The American
di Anton Corbijn, 2010
Poteva suscitare un certo sconforto che il secondo film di Corbijn dopo Control, che era così affine alla sua carriera nei decenni precedenti, fosse qualcosa di così differente: un thriller ambientato in Italia con un assassino interpretato da George Clooney? Eppure, The American è un esperimento molto interessante: prende il fascino di tutti gli elementi che lo compongono e svolge una progressiva smitizzazione. Primo, la figura romantica del killer professionista, il cui biglietto da visita qui (nell’incipit nevoso del film) è invece ammazzare l’amata quando la copertura salta; secondo, lo stesso Clooney, tutt’altro che l’irresistibile gentleman degli Ocean’s; terzo, la location “esotica”: siamo in Italia ma non siamo certo a Firenze, il piccolo borgo abruzzese è molto bello a vedersi ma è spoglio, vuoto e privo del solito insieme di cliché legati all’ambientazione italiana. Rimanendo sull’argomento: di questi cliché generalmente solo noi italiani ci accorgiamo, ma almeno in questo film ci viene risparmiato quel noto senso di imbarazzo causato dal fraintendimento delle nostre abitudini da parte delle produzioni americane. C’è da dire che gli abitanti del borgo a volte parlano come automi senz’anima o come meri involucri, ma credo faccia parte del gioco: l’Abruzzo di The American è più un luogo dell’anima, un limbo beckettiano, che un paese su una mappa – un posto dove attendere un finale, che è inevitabile e annunciato. E il film si muove nella stessa direzione: è un thriller anticlimatico, silenzioso, decisamente inusuale per una produzione americana (anche nel budget di circa 20 milioni) e a suo modo garbatamente inospitale nei confronti del pubblico, visivamente un po’ deludente, piatto e poco personale – ma si fa perdonare con un finale tristissimo e perfetto.

(Voci tratte da un set di dati)
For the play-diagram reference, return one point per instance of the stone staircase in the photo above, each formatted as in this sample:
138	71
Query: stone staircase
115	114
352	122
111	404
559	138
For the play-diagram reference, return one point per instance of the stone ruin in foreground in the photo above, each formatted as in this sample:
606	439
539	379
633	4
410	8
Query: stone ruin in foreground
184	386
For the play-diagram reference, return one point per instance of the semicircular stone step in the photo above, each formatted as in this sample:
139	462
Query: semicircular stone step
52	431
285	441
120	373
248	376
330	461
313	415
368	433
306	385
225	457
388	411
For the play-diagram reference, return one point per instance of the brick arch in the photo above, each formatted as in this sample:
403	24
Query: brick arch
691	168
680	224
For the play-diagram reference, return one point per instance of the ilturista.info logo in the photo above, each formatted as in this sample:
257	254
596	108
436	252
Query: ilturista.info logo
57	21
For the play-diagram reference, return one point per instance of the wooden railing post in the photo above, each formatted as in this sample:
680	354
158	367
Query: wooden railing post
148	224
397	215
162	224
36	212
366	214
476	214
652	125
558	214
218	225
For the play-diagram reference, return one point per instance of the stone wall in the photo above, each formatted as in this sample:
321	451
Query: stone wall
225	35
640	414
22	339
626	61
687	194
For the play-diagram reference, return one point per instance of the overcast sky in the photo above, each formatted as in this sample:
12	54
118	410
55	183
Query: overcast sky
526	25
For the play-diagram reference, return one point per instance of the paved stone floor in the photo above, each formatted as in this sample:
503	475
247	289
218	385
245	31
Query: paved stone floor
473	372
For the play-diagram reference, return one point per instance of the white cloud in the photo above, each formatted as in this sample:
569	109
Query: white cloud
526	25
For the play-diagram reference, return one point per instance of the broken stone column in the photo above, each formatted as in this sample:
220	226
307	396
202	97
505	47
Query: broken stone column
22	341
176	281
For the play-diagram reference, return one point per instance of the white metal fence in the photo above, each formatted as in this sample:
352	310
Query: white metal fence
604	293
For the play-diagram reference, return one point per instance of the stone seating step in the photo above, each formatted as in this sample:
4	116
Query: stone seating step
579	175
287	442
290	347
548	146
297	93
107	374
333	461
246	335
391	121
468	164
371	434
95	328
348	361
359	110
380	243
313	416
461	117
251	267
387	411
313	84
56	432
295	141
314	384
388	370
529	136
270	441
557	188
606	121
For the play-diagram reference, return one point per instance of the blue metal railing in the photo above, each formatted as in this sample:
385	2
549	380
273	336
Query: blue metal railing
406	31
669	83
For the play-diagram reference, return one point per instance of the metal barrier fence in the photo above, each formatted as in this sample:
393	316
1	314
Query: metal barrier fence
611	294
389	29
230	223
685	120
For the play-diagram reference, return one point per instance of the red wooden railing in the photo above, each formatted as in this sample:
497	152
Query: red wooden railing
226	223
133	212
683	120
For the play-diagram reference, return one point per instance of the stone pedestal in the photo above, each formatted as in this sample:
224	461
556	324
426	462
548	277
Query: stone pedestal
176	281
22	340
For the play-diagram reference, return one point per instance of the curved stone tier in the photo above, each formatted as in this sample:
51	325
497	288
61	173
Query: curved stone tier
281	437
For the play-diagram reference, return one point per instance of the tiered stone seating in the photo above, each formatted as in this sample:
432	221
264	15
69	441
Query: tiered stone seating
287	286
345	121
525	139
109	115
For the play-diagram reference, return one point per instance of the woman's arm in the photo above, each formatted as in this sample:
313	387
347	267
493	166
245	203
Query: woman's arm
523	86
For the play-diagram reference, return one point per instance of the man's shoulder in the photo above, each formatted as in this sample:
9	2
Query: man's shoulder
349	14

ESERCIZIO 1:
Secondo la recensione di The American, qual è stato all'incirca il budget del film?
ESERCIZIO 2:
Nella recensione di The American, quali elementi il film sottopone a una progressiva smitizzazione? Elencali tutti.
I dati provengono da un'altra fonte.

RISULTATO 1:
Circa 20 milioni.

RISULTATO 2:
- La figura romantica del killer professionista
- Lo stesso Clooney
- La location "esotica"